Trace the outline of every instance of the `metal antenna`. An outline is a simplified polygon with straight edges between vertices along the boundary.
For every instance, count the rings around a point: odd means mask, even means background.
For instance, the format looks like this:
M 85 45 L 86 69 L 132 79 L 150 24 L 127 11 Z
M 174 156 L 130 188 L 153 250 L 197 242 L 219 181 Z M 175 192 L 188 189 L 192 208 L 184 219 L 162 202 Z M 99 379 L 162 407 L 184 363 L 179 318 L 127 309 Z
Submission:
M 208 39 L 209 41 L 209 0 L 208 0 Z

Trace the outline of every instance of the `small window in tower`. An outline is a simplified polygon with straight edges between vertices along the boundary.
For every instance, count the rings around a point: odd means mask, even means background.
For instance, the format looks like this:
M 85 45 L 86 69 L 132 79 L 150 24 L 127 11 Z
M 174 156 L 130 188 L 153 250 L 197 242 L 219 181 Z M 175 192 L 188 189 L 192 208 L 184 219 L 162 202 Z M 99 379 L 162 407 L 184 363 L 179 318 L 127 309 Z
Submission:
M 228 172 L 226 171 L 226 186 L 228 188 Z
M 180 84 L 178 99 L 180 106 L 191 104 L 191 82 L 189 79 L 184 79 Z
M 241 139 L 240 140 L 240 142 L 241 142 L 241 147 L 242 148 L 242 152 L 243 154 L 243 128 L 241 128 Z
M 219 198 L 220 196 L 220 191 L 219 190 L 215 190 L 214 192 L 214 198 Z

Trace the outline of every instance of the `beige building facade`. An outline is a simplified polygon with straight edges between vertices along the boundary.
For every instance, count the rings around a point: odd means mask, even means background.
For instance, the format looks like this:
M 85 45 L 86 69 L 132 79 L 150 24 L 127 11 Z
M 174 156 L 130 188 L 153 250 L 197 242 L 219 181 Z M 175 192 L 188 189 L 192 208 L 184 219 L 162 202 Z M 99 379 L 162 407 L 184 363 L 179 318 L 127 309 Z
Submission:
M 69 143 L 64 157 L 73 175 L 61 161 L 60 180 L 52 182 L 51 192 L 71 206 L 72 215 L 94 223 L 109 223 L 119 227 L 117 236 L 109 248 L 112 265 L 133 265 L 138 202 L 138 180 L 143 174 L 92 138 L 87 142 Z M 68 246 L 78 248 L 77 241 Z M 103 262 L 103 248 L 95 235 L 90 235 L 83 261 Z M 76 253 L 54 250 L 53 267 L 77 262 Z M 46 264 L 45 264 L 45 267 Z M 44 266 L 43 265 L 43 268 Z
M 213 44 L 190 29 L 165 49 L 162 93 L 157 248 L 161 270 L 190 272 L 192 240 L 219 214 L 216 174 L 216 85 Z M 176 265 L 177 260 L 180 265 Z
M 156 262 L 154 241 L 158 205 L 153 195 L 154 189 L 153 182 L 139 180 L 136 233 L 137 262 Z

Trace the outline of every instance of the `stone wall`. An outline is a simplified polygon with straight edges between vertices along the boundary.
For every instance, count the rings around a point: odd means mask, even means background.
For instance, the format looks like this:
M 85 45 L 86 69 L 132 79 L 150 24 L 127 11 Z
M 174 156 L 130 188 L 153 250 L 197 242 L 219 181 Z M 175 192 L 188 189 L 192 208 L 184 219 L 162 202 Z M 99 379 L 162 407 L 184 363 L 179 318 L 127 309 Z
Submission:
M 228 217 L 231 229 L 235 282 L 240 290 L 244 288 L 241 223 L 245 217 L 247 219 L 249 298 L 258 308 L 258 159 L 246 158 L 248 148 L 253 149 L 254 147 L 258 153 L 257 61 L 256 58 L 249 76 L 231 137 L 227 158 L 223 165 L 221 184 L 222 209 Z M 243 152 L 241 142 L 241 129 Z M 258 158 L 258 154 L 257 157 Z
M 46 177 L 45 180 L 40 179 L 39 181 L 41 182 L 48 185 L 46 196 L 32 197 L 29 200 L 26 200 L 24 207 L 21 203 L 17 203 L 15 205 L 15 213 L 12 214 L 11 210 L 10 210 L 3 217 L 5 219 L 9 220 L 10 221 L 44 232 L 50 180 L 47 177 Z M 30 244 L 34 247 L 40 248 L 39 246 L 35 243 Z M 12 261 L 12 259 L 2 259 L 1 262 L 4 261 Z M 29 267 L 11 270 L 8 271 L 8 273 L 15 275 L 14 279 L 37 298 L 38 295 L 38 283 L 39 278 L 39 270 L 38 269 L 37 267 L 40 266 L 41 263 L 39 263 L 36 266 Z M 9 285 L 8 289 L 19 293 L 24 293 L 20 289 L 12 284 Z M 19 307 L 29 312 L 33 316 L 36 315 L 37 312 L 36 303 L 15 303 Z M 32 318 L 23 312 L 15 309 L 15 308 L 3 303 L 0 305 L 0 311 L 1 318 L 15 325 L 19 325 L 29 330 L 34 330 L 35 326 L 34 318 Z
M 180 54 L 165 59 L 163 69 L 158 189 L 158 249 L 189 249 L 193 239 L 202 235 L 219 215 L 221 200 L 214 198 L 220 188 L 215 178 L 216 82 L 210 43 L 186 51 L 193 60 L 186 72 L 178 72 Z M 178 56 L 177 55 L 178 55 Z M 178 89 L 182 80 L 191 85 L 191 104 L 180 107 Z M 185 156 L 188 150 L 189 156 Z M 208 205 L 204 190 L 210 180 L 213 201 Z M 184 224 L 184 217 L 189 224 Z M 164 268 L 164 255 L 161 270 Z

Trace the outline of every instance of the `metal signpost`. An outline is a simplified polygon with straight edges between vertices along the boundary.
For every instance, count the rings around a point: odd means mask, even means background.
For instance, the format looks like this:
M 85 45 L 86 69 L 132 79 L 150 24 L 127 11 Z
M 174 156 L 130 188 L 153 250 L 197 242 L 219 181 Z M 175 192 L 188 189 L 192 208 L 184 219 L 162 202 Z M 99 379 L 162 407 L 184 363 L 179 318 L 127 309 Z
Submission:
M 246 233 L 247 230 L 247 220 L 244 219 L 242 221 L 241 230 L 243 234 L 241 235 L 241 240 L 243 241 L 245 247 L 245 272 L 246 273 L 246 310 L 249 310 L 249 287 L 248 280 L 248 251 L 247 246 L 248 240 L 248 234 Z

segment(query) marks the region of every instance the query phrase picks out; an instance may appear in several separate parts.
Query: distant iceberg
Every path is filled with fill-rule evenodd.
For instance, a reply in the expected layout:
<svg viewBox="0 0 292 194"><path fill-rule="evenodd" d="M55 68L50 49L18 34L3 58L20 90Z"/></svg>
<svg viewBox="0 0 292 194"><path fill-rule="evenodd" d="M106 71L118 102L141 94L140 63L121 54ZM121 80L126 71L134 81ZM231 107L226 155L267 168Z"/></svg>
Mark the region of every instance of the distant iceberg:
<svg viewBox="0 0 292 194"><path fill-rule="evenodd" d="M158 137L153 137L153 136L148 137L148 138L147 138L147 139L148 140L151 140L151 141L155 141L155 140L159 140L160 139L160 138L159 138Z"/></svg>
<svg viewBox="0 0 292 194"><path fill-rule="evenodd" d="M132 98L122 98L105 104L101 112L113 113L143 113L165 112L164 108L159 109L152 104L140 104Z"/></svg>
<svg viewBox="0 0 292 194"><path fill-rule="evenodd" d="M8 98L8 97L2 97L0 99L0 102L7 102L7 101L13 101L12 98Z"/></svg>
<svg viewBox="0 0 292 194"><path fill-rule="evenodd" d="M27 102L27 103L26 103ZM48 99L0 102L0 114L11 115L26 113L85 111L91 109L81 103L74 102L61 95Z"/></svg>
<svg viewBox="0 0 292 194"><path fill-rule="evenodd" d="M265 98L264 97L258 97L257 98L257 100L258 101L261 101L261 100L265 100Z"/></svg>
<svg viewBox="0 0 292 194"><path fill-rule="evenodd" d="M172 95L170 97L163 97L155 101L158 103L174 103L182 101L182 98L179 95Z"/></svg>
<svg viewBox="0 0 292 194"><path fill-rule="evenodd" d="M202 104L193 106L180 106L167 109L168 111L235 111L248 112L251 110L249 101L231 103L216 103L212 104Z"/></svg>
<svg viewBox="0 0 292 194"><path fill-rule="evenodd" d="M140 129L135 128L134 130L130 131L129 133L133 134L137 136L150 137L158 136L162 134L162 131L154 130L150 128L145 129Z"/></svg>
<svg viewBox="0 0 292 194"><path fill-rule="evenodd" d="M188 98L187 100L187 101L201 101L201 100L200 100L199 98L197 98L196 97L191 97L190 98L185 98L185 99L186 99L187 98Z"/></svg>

Work to do :: How many of the lines above contain the string "iceberg"? Reply with the number alone.

Answer to the exercise :: 2